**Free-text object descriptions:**
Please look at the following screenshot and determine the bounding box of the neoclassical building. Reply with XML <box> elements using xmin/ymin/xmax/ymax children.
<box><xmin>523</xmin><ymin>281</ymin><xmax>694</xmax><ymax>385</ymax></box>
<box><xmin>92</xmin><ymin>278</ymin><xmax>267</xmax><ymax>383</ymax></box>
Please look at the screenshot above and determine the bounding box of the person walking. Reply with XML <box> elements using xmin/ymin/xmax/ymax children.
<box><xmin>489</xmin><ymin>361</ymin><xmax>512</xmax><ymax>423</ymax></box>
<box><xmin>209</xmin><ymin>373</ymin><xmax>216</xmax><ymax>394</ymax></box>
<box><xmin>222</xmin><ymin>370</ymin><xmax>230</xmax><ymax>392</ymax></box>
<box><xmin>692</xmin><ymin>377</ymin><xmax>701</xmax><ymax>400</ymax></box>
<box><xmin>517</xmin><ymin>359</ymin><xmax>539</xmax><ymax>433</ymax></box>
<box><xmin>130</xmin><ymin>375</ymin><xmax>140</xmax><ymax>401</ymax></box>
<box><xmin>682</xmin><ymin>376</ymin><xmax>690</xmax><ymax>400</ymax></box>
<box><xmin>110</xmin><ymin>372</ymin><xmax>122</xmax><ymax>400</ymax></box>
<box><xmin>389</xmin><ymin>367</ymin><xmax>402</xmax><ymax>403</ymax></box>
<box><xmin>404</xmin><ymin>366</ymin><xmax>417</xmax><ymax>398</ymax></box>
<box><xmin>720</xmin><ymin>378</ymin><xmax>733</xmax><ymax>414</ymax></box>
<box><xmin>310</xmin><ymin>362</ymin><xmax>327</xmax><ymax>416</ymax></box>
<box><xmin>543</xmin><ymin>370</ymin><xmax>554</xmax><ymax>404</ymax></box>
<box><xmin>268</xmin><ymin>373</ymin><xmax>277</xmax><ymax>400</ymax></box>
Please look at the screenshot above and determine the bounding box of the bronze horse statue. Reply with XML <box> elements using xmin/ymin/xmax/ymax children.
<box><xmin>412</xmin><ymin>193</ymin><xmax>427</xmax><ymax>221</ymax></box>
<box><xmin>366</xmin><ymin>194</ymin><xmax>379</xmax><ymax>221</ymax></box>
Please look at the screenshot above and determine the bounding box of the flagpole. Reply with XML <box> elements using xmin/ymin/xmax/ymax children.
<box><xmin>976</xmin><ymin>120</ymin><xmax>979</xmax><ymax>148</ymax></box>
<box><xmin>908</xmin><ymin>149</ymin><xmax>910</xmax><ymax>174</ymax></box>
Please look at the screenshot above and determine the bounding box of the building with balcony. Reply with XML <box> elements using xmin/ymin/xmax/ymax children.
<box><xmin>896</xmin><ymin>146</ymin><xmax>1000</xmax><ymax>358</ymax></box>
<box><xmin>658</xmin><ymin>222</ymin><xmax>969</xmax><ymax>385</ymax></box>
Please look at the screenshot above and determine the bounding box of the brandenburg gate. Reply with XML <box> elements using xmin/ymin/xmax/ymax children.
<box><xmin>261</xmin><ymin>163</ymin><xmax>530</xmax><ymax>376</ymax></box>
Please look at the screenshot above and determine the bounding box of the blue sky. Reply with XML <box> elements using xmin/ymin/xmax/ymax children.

**WHAT IS BEING ASKED:**
Your answer must be the lines from the one that contains "of the flagpole." through the last line of the entries above, copied exactly, with no other lines.

**RESPONSE TO THE EXERCISE:**
Please look at the screenshot above and determine the bounding box of the flagpole. Reply with XML <box> elements using xmin/ymin/xmax/ymax children.
<box><xmin>976</xmin><ymin>120</ymin><xmax>979</xmax><ymax>148</ymax></box>
<box><xmin>908</xmin><ymin>149</ymin><xmax>910</xmax><ymax>174</ymax></box>
Please look at the screenshot above and determine the bounding box of the building with balcony. Reply with XML <box> elements using xmin/ymin/xmax/ymax children.
<box><xmin>896</xmin><ymin>146</ymin><xmax>1000</xmax><ymax>358</ymax></box>
<box><xmin>658</xmin><ymin>222</ymin><xmax>969</xmax><ymax>385</ymax></box>
Please look at the screenshot above and determine the bounding box of the brandenburg gate. Reply with XML <box> elements using xmin/ymin/xmax/ymax children.
<box><xmin>261</xmin><ymin>163</ymin><xmax>530</xmax><ymax>376</ymax></box>
Please look at the screenshot above and determine the bounding box of the blue sky. Reply with XML <box> elements using xmin/ymin/xmax/ymax children.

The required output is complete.